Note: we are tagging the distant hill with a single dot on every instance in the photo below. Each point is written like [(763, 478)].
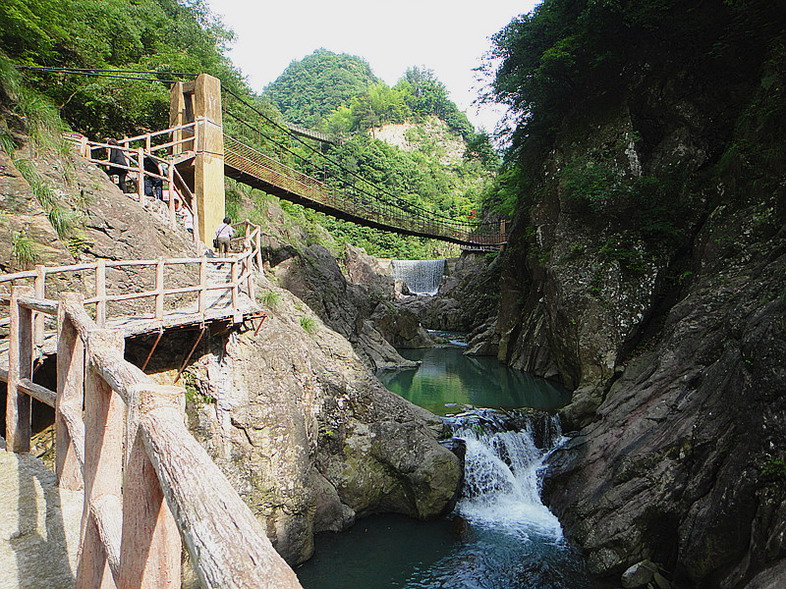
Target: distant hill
[(315, 86)]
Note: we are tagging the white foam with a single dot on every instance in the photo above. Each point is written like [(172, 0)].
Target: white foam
[(502, 486)]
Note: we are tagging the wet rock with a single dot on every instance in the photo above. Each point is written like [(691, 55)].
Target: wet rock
[(400, 327), (639, 575), (309, 437), (367, 271)]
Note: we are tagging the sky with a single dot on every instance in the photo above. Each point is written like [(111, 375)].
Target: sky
[(449, 37)]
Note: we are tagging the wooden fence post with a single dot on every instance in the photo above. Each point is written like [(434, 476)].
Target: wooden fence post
[(140, 188), (101, 292), (159, 288), (249, 269), (104, 421), (20, 365), (151, 546), (259, 250), (202, 285), (171, 181), (40, 293), (234, 275), (69, 427)]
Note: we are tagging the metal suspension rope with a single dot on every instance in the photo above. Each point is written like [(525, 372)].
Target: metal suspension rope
[(426, 212), (399, 202), (100, 70)]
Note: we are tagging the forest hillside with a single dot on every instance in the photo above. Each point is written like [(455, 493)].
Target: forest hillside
[(647, 270)]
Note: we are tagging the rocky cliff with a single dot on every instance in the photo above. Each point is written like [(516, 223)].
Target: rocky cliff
[(647, 270), (305, 432), (309, 437)]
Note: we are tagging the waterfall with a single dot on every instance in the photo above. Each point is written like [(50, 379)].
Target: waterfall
[(501, 484), (420, 276)]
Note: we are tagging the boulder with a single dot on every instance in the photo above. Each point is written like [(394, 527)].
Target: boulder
[(309, 437)]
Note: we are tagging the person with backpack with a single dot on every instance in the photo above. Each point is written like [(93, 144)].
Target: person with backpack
[(224, 234)]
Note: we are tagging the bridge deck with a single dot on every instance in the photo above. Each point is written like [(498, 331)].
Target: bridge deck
[(249, 166)]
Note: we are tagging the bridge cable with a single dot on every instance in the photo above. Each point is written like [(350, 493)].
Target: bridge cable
[(399, 203), (410, 206), (405, 205)]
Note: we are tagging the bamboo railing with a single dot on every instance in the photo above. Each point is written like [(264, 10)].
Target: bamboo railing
[(241, 271), (147, 482), (136, 149)]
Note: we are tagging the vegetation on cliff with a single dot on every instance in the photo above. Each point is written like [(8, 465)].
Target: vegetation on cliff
[(646, 269), (423, 175)]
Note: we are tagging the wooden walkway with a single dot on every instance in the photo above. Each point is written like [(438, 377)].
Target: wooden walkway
[(148, 484)]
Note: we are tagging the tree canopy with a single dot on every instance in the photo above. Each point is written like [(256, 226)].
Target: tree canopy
[(144, 35), (311, 88)]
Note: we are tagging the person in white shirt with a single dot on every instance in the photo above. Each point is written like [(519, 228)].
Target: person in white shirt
[(224, 234), (184, 215)]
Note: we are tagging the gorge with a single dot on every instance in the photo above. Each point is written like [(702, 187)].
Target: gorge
[(644, 276)]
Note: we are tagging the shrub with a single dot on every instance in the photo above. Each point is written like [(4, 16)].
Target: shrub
[(308, 325), (269, 298), (24, 250)]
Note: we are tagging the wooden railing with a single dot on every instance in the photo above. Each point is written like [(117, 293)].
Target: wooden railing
[(154, 146), (352, 203), (147, 482), (157, 300)]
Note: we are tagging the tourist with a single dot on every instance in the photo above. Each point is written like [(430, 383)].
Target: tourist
[(154, 186), (224, 234), (184, 215), (116, 156)]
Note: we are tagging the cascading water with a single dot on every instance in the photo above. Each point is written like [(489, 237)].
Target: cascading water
[(421, 276), (511, 539), (500, 535), (501, 483)]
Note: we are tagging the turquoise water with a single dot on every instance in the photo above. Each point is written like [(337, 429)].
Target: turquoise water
[(446, 378), (500, 536)]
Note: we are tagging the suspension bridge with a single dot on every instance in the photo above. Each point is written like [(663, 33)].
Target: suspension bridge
[(198, 151), (120, 437)]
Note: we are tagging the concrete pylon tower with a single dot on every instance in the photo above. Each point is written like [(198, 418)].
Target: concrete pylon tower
[(200, 101)]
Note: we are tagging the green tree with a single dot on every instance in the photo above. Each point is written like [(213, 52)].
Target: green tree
[(313, 87)]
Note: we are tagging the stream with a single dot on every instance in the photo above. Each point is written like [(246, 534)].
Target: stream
[(500, 535)]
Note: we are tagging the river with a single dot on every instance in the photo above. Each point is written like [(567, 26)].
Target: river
[(500, 536)]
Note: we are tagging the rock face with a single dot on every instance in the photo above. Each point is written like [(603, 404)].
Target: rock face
[(467, 297), (675, 344), (365, 315), (681, 464), (309, 437), (306, 434)]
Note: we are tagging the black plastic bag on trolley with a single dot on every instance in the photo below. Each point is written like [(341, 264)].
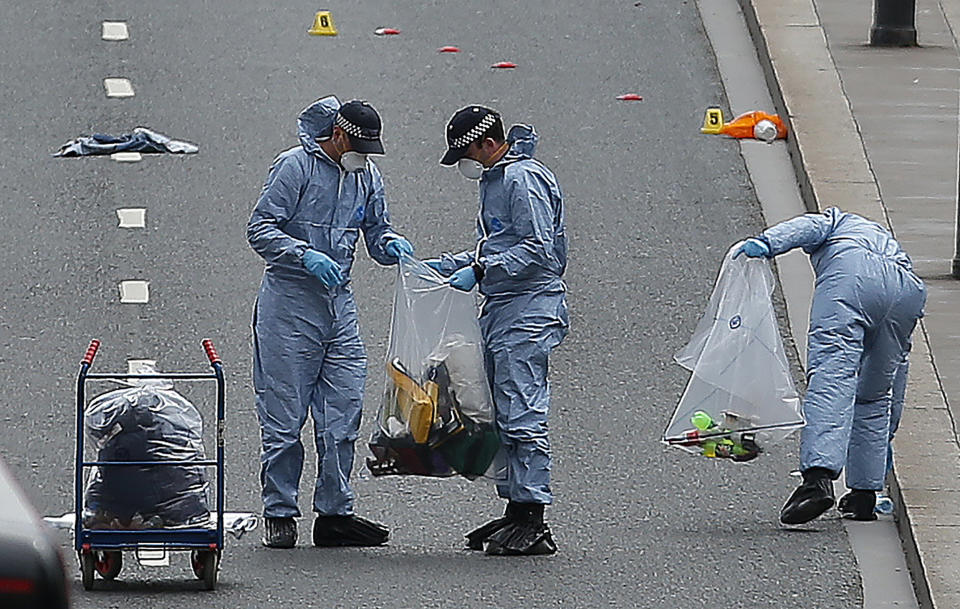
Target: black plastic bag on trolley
[(436, 417), (145, 422)]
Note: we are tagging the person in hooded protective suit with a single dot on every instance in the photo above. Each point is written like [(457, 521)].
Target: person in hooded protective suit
[(317, 200), (518, 263), (866, 303)]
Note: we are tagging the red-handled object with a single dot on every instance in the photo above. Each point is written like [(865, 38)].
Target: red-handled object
[(211, 351), (91, 352)]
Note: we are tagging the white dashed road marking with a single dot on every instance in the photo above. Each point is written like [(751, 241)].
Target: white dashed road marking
[(134, 292), (126, 157), (132, 218), (133, 365), (118, 87), (115, 30)]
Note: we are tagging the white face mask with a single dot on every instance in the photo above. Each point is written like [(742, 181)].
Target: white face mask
[(470, 168), (353, 161)]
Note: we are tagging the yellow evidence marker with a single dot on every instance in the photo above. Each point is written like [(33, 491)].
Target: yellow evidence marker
[(323, 25), (713, 121)]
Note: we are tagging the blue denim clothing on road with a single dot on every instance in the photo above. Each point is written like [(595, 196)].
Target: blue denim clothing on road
[(522, 249), (308, 356), (866, 304)]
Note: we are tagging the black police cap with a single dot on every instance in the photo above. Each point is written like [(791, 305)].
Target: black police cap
[(362, 125), (464, 128)]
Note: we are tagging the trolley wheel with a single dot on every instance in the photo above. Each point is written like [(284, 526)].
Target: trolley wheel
[(108, 563), (86, 569), (205, 565)]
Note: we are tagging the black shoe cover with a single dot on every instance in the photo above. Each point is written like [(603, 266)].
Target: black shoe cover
[(858, 505), (810, 500), (348, 531), (279, 532), (476, 537), (525, 533)]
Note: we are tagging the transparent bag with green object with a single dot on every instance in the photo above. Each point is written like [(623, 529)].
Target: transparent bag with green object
[(740, 397)]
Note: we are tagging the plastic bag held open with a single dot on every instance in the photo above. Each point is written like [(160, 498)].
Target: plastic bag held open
[(740, 396), (436, 417)]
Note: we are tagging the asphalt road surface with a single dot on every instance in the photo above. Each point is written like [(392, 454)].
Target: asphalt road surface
[(651, 206)]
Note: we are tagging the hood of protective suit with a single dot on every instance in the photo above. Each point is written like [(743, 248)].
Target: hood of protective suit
[(523, 143), (316, 121)]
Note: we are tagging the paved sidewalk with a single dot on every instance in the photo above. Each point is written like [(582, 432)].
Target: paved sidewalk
[(875, 131)]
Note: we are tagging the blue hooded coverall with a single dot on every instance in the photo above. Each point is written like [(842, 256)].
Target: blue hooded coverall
[(522, 248), (866, 303), (307, 351)]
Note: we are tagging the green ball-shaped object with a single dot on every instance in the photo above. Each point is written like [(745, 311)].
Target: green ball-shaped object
[(702, 420)]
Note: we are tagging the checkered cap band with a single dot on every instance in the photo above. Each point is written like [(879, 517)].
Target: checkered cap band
[(351, 129), (479, 129)]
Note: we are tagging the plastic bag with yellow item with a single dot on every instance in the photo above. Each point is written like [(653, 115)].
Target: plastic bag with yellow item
[(436, 416)]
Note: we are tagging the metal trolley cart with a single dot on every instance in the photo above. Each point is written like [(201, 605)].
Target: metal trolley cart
[(101, 551)]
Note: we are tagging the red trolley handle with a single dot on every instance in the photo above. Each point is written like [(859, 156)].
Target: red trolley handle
[(212, 354), (91, 352)]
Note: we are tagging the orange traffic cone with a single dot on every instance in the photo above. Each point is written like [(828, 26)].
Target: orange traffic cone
[(743, 125)]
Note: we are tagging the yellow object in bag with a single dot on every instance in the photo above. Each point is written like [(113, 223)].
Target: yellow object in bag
[(417, 405)]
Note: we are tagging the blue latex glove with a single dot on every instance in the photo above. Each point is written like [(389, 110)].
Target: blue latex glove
[(464, 279), (399, 246), (753, 248), (323, 267)]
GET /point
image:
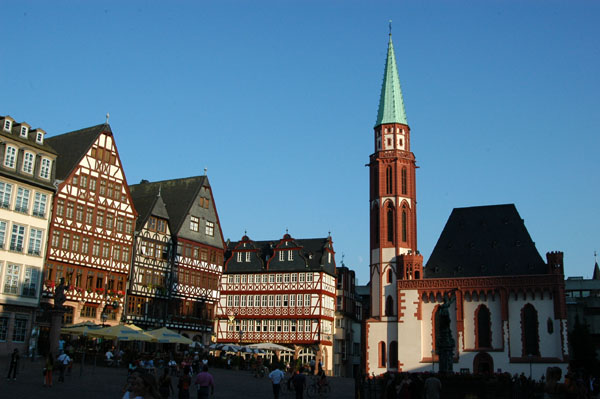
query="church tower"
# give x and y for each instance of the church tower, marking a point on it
(393, 205)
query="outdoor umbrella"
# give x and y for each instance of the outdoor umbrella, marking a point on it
(121, 332)
(164, 335)
(269, 346)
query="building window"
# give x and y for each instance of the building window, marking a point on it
(11, 279)
(17, 238)
(45, 168)
(35, 242)
(28, 162)
(529, 331)
(5, 193)
(210, 229)
(3, 328)
(483, 338)
(22, 200)
(10, 156)
(194, 223)
(32, 276)
(39, 204)
(20, 330)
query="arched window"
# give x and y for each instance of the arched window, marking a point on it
(404, 224)
(393, 354)
(390, 222)
(529, 331)
(389, 180)
(389, 306)
(382, 354)
(483, 325)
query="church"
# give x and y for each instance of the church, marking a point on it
(506, 303)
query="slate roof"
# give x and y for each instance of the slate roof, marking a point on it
(309, 255)
(484, 241)
(177, 194)
(148, 203)
(72, 146)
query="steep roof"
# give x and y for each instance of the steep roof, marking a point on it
(484, 241)
(310, 255)
(391, 103)
(72, 146)
(148, 203)
(177, 194)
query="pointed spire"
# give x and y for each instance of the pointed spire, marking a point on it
(391, 104)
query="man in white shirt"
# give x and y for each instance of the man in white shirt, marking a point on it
(63, 362)
(276, 376)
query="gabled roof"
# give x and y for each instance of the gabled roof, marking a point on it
(391, 103)
(72, 146)
(177, 194)
(310, 254)
(148, 203)
(484, 241)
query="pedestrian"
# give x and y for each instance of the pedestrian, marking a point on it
(48, 366)
(299, 381)
(204, 383)
(276, 376)
(63, 362)
(164, 385)
(184, 383)
(13, 365)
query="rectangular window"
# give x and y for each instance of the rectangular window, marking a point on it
(3, 328)
(39, 204)
(11, 279)
(35, 242)
(5, 193)
(28, 163)
(45, 168)
(10, 156)
(194, 223)
(20, 330)
(30, 282)
(210, 229)
(3, 225)
(17, 238)
(22, 200)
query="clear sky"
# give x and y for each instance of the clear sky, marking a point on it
(278, 100)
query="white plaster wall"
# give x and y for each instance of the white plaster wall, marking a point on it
(469, 308)
(550, 344)
(409, 333)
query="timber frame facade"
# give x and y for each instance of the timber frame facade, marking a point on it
(91, 229)
(195, 256)
(280, 291)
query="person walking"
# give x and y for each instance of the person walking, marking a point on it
(14, 364)
(276, 377)
(299, 381)
(63, 362)
(48, 367)
(204, 383)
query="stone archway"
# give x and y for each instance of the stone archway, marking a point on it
(483, 363)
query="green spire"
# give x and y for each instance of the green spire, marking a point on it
(391, 104)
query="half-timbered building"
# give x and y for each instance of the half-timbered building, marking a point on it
(27, 167)
(280, 291)
(91, 230)
(196, 254)
(148, 285)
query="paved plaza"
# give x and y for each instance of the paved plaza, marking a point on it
(107, 383)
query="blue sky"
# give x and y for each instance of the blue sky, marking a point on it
(278, 100)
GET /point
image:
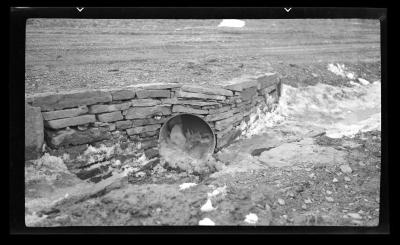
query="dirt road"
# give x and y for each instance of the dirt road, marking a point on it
(283, 172)
(64, 54)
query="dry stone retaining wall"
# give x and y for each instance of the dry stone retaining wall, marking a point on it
(136, 113)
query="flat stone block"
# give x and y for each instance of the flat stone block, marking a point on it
(146, 112)
(123, 124)
(110, 117)
(123, 94)
(142, 94)
(186, 109)
(183, 94)
(49, 102)
(145, 102)
(109, 108)
(143, 129)
(51, 115)
(206, 90)
(34, 134)
(219, 116)
(72, 121)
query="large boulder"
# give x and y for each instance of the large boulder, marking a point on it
(34, 134)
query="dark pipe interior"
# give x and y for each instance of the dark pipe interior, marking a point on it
(193, 135)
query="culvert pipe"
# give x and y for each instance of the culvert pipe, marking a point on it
(186, 134)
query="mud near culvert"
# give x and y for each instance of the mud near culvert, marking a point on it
(339, 111)
(176, 158)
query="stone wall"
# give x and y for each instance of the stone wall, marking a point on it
(136, 113)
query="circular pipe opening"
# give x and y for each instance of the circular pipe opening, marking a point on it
(186, 135)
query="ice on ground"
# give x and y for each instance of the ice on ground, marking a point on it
(216, 192)
(186, 186)
(340, 70)
(251, 218)
(206, 221)
(340, 111)
(207, 207)
(363, 81)
(232, 23)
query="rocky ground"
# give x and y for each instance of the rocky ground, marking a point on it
(290, 174)
(334, 193)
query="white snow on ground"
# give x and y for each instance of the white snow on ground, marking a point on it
(340, 70)
(186, 186)
(251, 218)
(363, 81)
(206, 221)
(207, 207)
(232, 23)
(216, 192)
(339, 111)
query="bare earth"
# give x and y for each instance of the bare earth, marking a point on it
(66, 54)
(306, 184)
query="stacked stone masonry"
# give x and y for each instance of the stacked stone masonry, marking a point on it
(137, 112)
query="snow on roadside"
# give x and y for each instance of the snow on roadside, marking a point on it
(186, 186)
(232, 23)
(340, 70)
(340, 111)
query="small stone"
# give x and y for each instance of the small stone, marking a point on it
(329, 199)
(206, 221)
(354, 215)
(251, 218)
(140, 174)
(346, 169)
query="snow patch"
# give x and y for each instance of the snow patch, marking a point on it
(340, 111)
(207, 207)
(251, 218)
(186, 186)
(232, 23)
(340, 70)
(206, 221)
(363, 81)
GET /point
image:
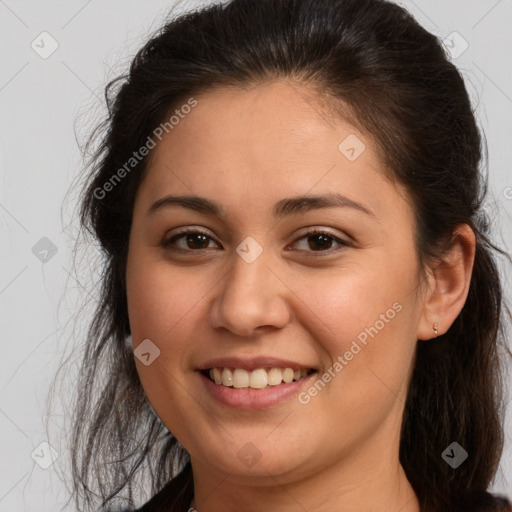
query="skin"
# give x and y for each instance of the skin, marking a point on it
(248, 149)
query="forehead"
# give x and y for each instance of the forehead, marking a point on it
(254, 144)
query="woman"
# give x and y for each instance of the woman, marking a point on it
(301, 308)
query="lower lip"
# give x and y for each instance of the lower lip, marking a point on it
(247, 398)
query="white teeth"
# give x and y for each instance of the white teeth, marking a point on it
(240, 378)
(227, 377)
(274, 376)
(260, 378)
(288, 375)
(217, 377)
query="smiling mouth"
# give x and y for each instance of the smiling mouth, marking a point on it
(261, 378)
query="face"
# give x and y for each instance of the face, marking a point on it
(326, 287)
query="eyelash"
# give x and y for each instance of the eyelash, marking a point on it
(167, 243)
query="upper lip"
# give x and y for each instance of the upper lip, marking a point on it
(253, 363)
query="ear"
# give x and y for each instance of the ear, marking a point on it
(448, 284)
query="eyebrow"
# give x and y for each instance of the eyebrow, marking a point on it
(282, 208)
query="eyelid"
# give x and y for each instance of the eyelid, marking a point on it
(306, 232)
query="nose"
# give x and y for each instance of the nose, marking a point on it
(251, 297)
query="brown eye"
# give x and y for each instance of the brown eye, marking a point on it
(322, 241)
(193, 240)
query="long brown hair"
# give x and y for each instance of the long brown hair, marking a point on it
(405, 92)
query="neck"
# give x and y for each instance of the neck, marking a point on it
(373, 486)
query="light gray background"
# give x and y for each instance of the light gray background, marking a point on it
(41, 102)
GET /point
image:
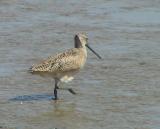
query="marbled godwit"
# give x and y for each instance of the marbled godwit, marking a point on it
(63, 66)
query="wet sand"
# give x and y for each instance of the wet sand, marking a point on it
(119, 92)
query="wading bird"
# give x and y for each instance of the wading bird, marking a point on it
(63, 66)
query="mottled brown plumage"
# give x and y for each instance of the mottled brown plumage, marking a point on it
(63, 66)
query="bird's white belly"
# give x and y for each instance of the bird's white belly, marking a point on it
(66, 78)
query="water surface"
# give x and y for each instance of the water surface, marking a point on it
(119, 92)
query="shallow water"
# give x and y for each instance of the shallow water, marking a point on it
(119, 92)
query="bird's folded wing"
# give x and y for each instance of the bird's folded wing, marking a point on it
(60, 63)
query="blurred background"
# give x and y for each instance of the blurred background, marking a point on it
(119, 92)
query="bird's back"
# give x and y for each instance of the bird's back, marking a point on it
(71, 60)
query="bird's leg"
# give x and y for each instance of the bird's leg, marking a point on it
(55, 89)
(71, 91)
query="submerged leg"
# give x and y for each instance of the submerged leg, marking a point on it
(55, 89)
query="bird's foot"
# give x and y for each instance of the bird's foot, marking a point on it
(71, 91)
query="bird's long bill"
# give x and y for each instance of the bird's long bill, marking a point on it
(93, 51)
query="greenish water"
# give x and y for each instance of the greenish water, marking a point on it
(119, 92)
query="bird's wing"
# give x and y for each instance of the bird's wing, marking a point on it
(61, 62)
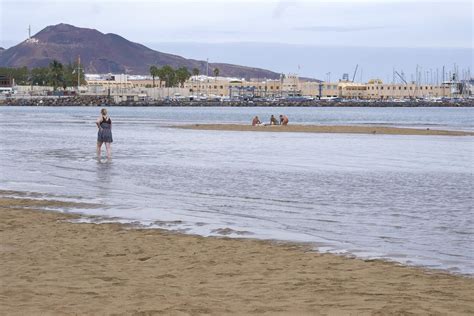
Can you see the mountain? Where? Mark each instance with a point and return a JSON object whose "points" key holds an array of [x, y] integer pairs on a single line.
{"points": [[107, 53]]}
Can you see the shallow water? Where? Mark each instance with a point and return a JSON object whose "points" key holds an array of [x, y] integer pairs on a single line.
{"points": [[402, 198]]}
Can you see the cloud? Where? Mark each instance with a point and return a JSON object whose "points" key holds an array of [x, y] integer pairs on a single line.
{"points": [[281, 7], [338, 29]]}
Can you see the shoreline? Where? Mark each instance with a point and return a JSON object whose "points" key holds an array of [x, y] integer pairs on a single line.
{"points": [[104, 100], [331, 129], [50, 265]]}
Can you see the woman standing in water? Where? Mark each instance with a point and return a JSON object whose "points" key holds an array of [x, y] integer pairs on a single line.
{"points": [[104, 123]]}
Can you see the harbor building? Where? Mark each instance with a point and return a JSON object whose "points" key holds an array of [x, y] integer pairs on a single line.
{"points": [[287, 86]]}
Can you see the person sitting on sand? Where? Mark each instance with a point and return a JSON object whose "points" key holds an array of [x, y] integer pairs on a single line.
{"points": [[283, 120], [256, 121], [273, 120]]}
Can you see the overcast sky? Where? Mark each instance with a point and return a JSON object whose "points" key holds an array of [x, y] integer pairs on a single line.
{"points": [[232, 26], [403, 23]]}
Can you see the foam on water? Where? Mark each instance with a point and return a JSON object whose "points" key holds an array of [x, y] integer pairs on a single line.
{"points": [[402, 198]]}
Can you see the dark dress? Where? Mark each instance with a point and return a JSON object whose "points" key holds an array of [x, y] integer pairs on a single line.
{"points": [[105, 131]]}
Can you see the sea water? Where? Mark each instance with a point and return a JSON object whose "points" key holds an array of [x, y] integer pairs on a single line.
{"points": [[397, 197]]}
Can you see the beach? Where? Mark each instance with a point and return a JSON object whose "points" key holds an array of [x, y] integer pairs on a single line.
{"points": [[51, 266], [326, 129]]}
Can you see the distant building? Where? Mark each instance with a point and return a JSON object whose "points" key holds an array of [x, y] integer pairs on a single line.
{"points": [[6, 81], [6, 84]]}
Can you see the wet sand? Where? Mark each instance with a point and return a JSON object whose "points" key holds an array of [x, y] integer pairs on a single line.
{"points": [[326, 129], [50, 266]]}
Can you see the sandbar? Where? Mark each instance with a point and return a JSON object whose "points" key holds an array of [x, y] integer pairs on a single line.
{"points": [[50, 266], [346, 129]]}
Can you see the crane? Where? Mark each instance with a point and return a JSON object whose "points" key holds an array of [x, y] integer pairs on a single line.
{"points": [[355, 71]]}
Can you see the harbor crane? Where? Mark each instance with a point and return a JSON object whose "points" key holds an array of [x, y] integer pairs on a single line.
{"points": [[355, 72]]}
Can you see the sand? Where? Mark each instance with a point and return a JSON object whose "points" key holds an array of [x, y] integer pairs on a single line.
{"points": [[50, 266], [326, 129]]}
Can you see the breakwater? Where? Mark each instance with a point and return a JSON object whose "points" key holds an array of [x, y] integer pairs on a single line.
{"points": [[105, 101]]}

********

AIM OF THE EXERCISE — Your answer should be each line from the preceding material in which the word "below" occurs.

EXERCISE OUTPUT —
Note: we are tagging the distant hill with a single dot on every instance in the photo below. Each point is written like [(763, 478)].
Note: we are tagging the black plastic bag on trolley with a single dot on every instance in the photo below. Each point is written like [(341, 264)].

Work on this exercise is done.